[Point annotations for photos]
+-------+

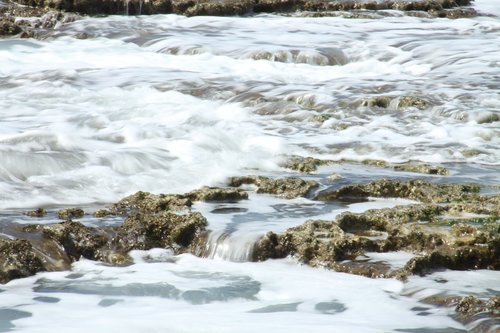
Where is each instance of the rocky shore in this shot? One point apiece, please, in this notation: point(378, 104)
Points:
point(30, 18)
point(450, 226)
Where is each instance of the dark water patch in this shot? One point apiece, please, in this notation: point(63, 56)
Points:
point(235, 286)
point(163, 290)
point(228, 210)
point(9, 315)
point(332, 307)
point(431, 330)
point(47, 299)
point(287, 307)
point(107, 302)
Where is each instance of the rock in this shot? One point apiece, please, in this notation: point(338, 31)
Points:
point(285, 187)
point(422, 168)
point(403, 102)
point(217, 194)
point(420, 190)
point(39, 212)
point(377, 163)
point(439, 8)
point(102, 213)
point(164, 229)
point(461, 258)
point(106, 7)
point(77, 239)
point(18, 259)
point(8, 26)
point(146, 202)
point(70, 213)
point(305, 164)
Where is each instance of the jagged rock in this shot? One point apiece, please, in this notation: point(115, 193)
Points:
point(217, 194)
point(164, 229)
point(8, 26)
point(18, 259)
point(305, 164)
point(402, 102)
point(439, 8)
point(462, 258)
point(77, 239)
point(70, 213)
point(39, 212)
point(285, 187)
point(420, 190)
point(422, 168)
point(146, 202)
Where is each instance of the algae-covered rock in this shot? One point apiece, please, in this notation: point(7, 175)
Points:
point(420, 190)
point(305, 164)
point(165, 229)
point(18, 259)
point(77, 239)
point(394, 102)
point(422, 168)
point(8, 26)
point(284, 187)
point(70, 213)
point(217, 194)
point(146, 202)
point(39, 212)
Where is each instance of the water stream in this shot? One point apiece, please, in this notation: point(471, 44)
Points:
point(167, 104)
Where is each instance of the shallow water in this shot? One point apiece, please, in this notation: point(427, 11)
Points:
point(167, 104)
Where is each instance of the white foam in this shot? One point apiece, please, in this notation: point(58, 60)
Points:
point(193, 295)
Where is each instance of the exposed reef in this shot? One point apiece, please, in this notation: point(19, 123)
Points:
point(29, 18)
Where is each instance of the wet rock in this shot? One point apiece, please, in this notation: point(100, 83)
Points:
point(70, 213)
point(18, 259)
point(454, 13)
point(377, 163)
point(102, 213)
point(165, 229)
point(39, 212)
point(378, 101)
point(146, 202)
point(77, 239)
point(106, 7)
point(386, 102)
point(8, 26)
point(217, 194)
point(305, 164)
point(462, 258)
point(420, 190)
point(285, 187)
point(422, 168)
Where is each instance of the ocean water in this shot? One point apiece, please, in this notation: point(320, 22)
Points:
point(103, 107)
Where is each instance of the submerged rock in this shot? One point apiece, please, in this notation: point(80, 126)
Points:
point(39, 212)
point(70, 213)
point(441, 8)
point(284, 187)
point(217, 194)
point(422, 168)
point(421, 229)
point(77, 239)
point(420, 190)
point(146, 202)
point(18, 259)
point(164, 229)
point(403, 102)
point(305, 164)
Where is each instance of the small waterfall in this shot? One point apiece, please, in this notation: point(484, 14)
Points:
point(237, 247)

+-------+

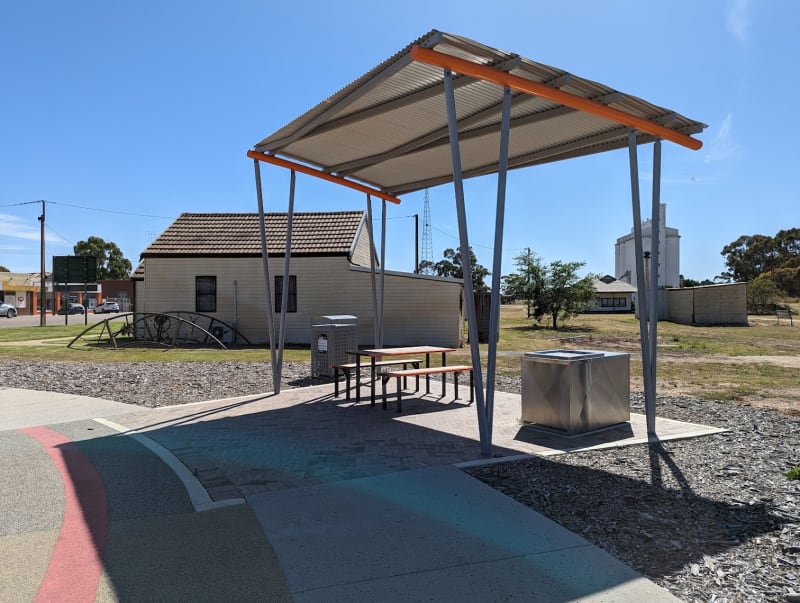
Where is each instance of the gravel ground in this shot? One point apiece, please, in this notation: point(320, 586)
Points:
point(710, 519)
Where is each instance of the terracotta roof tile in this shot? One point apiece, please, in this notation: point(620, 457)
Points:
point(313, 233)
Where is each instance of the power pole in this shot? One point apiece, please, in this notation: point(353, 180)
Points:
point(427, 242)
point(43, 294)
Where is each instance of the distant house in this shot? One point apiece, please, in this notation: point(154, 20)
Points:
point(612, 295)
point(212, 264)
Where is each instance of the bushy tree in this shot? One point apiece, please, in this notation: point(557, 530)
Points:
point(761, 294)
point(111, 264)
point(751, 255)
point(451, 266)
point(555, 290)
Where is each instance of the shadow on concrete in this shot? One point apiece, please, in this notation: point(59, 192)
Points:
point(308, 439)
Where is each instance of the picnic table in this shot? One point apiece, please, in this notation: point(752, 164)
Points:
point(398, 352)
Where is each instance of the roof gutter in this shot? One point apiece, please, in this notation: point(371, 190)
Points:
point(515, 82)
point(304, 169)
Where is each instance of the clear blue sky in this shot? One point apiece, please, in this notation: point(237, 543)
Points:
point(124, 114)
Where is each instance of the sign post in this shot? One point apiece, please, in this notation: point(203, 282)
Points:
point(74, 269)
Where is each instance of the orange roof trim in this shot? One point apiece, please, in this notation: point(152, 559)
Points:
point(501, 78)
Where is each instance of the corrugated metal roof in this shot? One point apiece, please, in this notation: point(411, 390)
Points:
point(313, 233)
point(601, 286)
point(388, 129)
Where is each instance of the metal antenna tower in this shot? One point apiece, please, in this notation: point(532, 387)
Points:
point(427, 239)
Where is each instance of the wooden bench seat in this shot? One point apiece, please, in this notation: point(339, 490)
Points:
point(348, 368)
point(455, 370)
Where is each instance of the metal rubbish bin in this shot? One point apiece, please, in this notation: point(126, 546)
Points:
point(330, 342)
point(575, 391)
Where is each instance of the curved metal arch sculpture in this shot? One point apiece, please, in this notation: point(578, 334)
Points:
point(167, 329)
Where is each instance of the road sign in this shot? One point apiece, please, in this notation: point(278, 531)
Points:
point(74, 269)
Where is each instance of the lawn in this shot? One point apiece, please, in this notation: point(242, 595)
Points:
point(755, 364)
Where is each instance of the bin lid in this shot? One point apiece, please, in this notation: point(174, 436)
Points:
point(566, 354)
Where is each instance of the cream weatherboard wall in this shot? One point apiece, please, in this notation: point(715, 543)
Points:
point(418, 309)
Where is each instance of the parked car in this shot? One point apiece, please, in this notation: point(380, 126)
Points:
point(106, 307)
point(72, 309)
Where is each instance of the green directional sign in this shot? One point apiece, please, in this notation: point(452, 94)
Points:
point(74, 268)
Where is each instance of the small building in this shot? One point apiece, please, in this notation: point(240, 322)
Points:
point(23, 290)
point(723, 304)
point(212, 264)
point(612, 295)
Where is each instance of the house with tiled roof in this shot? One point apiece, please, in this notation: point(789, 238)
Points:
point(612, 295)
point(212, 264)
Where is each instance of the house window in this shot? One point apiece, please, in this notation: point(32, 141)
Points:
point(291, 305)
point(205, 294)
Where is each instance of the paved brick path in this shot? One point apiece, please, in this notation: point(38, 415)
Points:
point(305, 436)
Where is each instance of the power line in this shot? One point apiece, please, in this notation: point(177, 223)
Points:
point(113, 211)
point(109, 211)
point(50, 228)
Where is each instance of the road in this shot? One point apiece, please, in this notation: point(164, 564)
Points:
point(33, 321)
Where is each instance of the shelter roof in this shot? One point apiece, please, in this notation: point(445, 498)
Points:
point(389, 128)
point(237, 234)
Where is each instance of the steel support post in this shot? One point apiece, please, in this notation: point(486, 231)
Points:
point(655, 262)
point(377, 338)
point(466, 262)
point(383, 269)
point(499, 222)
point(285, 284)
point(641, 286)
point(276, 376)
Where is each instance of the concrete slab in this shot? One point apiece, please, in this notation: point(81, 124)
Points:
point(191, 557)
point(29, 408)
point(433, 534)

+-------+

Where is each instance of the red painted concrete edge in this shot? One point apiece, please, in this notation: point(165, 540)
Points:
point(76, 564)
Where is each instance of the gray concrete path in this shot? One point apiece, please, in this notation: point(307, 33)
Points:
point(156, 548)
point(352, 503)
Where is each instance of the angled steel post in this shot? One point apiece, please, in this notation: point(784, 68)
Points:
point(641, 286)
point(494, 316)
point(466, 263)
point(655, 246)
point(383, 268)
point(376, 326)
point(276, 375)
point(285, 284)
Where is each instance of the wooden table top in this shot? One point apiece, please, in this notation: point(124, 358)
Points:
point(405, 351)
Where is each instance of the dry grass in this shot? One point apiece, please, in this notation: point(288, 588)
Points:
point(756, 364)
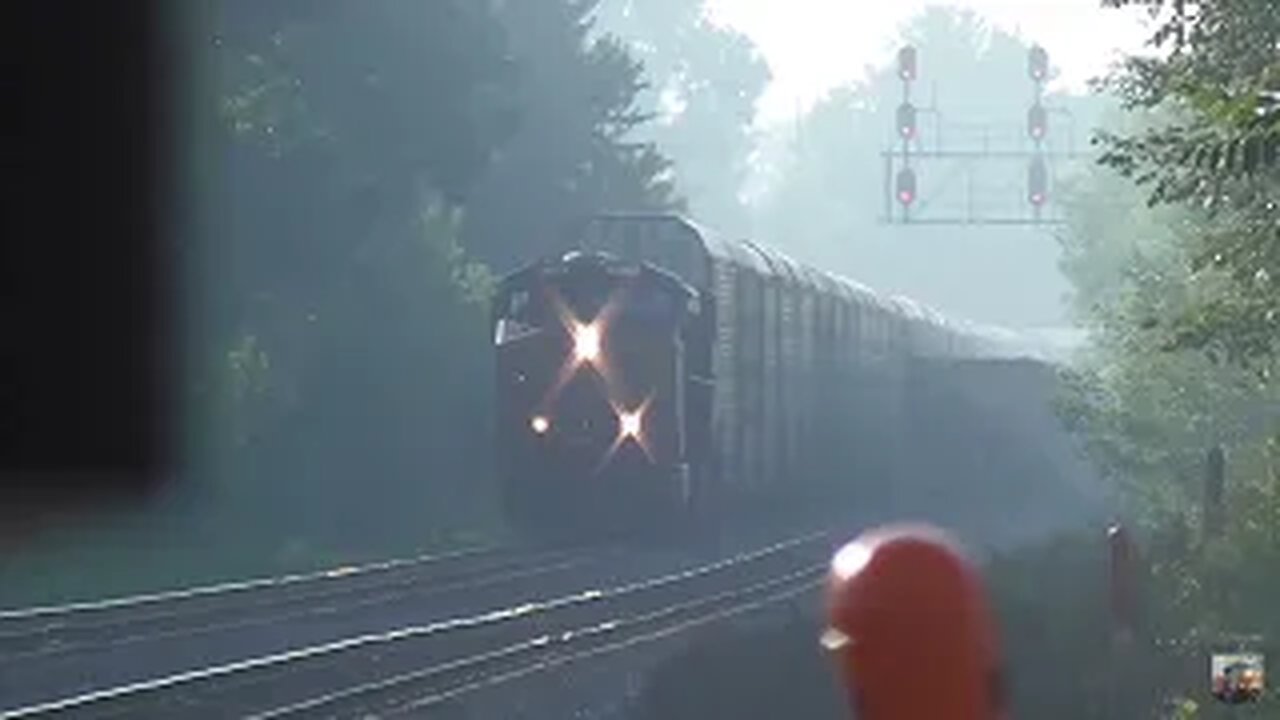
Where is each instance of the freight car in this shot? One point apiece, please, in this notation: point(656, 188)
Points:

+-------+

Copy the stretch of lines from the one containing "Where is each instance of the water" through the one containing "point(193, 295)", replacing "One point apiece" with "One point per item" and changing nothing else.

Where is each instance of the water stream in this shot? One point per item, please, in this notation: point(471, 44)
Points:
point(167, 104)
Where is each instance of the shallow water in this shot? One point per item, please, in this notation: point(427, 11)
Points:
point(167, 104)
Where is each instance of the white foam in this shot? One point per item, please, in this notation: point(58, 60)
Points:
point(193, 295)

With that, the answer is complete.